- OBJECTIVE:
Collect every line of the entries below that contains the string "wave", matching case exactly.

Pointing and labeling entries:
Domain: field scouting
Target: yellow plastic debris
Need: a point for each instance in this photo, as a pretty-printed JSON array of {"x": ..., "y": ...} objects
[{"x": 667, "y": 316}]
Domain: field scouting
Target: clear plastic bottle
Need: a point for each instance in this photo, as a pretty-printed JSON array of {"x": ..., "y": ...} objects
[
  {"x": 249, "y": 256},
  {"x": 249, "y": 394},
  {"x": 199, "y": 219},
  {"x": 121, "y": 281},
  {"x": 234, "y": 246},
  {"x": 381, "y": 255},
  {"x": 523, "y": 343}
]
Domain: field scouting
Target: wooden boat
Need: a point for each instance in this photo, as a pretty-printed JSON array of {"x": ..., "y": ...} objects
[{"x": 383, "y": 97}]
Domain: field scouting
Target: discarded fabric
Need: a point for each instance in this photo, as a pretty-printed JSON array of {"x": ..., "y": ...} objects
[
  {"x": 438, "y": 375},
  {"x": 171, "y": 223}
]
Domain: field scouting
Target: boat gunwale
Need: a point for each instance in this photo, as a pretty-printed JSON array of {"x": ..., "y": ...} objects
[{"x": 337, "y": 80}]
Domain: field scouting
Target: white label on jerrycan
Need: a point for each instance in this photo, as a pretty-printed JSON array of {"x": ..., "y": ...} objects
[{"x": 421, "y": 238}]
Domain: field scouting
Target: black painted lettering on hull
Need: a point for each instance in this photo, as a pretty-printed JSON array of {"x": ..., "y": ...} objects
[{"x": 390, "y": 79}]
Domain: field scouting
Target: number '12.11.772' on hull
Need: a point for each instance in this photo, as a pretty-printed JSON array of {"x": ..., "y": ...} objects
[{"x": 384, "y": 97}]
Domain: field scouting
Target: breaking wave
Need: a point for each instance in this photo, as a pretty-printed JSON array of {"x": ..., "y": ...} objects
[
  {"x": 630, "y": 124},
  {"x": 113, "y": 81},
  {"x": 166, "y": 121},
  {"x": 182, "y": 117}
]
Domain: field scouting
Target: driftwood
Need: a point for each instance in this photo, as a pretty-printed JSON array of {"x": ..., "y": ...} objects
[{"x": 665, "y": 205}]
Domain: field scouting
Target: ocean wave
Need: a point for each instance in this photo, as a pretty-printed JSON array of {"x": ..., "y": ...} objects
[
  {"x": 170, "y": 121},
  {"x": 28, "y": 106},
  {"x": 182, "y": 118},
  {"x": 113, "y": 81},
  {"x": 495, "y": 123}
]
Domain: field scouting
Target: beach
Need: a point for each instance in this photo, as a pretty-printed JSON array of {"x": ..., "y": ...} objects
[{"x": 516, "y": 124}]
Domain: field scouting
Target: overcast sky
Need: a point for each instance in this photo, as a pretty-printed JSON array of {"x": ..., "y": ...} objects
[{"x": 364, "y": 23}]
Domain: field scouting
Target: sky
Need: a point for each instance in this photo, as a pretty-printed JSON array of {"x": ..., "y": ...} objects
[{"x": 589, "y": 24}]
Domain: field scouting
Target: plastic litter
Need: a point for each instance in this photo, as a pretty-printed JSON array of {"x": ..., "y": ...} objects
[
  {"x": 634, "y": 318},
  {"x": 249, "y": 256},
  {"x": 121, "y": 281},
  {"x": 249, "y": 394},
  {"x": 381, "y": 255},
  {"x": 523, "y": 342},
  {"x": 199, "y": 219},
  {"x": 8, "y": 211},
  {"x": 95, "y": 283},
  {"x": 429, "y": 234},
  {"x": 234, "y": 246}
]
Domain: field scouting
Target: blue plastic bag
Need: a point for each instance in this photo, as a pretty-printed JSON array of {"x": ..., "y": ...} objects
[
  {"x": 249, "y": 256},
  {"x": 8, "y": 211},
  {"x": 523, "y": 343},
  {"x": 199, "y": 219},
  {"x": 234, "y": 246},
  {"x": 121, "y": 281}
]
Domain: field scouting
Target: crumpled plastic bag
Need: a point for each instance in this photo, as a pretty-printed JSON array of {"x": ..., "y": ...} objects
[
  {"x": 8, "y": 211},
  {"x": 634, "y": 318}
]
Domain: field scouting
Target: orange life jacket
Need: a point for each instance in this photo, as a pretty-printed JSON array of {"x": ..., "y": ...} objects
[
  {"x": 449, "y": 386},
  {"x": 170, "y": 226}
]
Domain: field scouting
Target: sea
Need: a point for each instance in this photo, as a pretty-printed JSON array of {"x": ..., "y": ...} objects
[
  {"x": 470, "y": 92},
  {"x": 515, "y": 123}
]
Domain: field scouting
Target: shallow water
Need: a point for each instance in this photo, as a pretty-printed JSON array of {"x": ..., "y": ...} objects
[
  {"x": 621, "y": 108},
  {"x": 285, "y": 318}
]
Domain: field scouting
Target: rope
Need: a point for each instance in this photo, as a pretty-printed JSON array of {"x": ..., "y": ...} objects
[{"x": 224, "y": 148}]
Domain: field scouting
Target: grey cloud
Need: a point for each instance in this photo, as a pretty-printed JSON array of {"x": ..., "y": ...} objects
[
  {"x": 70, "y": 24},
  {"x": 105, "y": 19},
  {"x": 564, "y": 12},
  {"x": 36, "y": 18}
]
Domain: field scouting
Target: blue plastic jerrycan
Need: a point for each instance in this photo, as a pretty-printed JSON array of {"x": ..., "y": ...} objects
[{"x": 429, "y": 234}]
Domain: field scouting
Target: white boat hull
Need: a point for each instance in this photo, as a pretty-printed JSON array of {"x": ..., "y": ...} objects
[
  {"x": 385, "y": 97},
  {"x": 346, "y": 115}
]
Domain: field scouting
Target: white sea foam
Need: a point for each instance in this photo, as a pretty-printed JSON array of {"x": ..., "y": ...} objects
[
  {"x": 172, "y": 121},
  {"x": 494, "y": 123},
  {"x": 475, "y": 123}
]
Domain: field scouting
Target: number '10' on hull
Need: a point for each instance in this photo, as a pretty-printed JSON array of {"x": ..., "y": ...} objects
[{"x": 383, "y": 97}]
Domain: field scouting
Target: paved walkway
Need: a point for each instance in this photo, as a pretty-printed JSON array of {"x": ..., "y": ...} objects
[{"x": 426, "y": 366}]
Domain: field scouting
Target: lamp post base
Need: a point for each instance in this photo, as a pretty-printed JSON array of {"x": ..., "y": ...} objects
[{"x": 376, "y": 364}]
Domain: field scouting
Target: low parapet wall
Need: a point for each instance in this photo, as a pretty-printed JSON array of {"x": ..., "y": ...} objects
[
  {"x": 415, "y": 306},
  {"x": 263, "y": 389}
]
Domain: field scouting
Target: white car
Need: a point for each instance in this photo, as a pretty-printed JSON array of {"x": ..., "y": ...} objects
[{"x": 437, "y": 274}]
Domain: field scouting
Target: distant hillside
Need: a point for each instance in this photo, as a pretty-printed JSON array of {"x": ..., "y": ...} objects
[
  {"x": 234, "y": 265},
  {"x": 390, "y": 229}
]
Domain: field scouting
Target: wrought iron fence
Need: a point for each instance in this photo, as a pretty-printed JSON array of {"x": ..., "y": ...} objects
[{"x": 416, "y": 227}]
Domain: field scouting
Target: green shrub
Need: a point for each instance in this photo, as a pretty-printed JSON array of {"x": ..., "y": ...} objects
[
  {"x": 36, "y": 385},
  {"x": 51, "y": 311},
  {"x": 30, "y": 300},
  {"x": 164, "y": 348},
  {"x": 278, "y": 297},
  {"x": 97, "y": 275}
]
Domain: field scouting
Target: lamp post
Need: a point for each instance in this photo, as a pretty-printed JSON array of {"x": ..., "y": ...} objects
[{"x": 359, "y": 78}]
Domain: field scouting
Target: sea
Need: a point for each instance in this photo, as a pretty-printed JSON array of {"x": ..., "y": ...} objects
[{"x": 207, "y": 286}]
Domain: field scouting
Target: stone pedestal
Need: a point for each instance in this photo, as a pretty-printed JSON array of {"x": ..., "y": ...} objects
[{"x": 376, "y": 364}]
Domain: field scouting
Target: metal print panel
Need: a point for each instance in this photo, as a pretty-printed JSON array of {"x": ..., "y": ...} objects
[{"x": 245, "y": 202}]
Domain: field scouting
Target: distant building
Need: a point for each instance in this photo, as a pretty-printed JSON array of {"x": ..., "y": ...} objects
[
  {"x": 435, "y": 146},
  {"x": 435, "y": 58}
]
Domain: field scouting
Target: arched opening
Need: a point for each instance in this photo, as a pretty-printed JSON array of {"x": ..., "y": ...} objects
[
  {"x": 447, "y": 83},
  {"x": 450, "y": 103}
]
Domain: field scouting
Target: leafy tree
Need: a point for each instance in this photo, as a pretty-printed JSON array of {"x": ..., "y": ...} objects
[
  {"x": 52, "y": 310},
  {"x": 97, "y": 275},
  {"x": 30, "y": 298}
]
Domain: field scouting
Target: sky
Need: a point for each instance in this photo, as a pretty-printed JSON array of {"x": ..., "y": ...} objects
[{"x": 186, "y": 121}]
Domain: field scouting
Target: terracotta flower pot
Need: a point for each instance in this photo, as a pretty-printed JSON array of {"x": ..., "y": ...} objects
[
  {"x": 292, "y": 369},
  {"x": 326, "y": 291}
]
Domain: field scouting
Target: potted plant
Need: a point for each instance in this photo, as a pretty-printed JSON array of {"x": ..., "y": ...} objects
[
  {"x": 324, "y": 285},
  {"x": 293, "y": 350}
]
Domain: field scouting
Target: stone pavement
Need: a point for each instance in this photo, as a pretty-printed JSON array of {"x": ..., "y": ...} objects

- TASK RESULT:
Target: breaking wave
Target: ocean wave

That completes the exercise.